"""

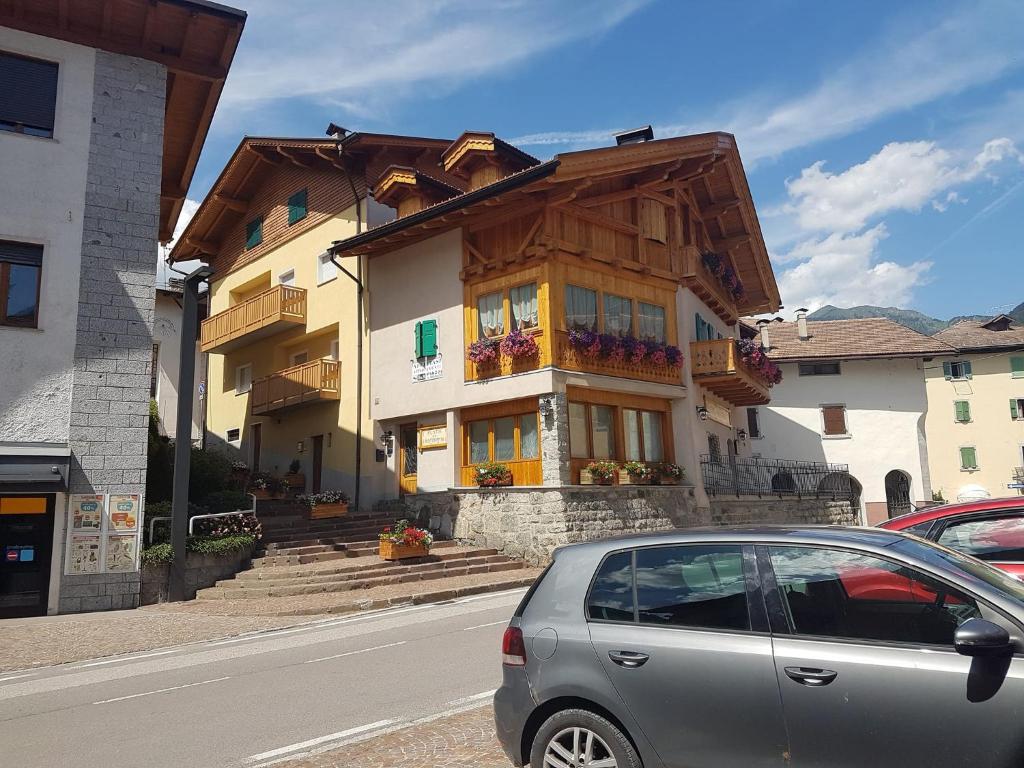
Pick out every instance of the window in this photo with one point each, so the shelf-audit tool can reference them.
(993, 540)
(297, 207)
(491, 310)
(834, 420)
(522, 301)
(692, 586)
(818, 369)
(28, 101)
(254, 232)
(581, 308)
(833, 593)
(956, 371)
(617, 315)
(962, 411)
(326, 269)
(20, 266)
(243, 379)
(650, 320)
(611, 596)
(969, 458)
(753, 423)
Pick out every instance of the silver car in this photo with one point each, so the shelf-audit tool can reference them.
(765, 646)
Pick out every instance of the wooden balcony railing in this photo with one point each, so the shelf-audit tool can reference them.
(268, 312)
(316, 381)
(716, 366)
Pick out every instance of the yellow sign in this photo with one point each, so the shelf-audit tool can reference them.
(433, 436)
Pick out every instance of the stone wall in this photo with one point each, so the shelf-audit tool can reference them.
(113, 349)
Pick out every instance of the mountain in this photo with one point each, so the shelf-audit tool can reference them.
(909, 317)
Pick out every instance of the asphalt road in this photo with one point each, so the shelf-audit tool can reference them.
(255, 699)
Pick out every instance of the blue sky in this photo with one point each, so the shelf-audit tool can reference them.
(881, 139)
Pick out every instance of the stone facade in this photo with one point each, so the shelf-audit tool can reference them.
(111, 381)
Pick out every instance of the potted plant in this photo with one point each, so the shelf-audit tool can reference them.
(401, 541)
(634, 473)
(326, 504)
(493, 475)
(295, 478)
(598, 473)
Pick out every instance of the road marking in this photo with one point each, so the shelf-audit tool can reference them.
(353, 652)
(481, 626)
(122, 658)
(163, 690)
(317, 741)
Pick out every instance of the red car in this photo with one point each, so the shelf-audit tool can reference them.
(991, 529)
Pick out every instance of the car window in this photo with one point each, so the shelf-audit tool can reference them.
(850, 595)
(692, 586)
(992, 540)
(611, 596)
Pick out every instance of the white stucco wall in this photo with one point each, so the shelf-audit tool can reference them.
(886, 406)
(42, 198)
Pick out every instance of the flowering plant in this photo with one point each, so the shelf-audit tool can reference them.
(403, 535)
(493, 474)
(482, 350)
(518, 344)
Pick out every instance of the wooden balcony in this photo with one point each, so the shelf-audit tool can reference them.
(707, 287)
(271, 311)
(718, 368)
(316, 381)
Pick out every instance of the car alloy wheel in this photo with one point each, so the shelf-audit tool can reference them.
(578, 748)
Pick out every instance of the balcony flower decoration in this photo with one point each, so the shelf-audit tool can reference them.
(483, 351)
(754, 357)
(724, 272)
(518, 345)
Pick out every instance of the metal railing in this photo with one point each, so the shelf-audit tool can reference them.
(725, 475)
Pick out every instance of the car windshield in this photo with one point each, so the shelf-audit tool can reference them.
(977, 569)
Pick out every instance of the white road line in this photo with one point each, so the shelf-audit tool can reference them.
(481, 626)
(317, 741)
(122, 658)
(163, 690)
(353, 652)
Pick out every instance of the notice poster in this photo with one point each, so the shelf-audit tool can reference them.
(87, 511)
(84, 554)
(121, 553)
(123, 509)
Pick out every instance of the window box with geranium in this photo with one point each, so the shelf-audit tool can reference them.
(326, 504)
(403, 541)
(598, 473)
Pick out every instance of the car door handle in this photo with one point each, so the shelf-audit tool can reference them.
(810, 676)
(628, 658)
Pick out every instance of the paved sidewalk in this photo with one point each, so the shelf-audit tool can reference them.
(462, 740)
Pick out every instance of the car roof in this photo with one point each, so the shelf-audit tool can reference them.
(827, 535)
(947, 510)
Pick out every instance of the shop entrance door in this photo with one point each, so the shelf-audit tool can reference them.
(26, 549)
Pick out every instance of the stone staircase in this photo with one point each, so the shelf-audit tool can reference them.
(331, 565)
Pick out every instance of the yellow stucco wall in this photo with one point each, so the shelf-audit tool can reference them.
(331, 313)
(998, 439)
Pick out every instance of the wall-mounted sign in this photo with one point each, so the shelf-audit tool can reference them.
(434, 435)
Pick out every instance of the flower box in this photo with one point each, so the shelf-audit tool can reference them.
(392, 551)
(328, 510)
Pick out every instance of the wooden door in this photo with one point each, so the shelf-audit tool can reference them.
(317, 463)
(409, 458)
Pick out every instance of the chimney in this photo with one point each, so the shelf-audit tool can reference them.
(802, 325)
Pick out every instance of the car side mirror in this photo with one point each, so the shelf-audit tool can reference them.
(979, 637)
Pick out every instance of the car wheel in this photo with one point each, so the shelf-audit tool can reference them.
(578, 738)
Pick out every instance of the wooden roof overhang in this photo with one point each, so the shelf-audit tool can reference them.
(194, 39)
(257, 157)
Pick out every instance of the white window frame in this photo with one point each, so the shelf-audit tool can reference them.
(238, 379)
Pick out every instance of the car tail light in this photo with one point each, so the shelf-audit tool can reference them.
(513, 647)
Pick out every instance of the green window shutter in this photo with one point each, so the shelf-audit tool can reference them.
(297, 207)
(254, 232)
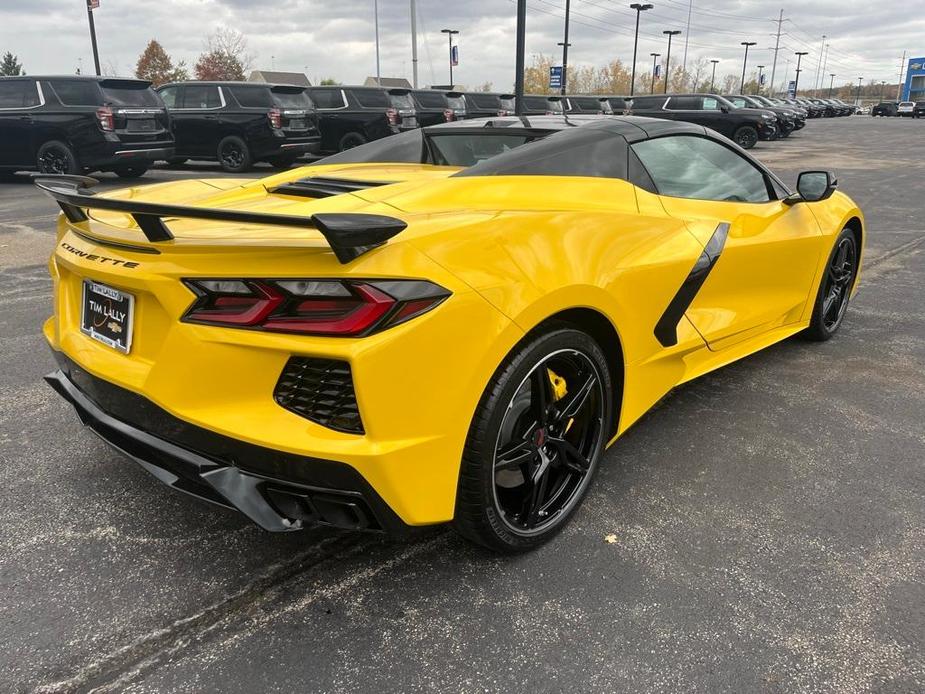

"""

**PROBLEM TO WORK ON**
All pictures should be dropped; the lines from the one containing "Pick out every instance of the car tail" through the last line of the material are to be set down exactly.

**RESULT**
Pick out every instance of the car tail light in this photo with one point each, so the shelf-audit tool can reference them.
(513, 647)
Pick out every instance of the green window shutter in this photo with one point each, so the shelf-audit tool can reference them.
(297, 207)
(254, 232)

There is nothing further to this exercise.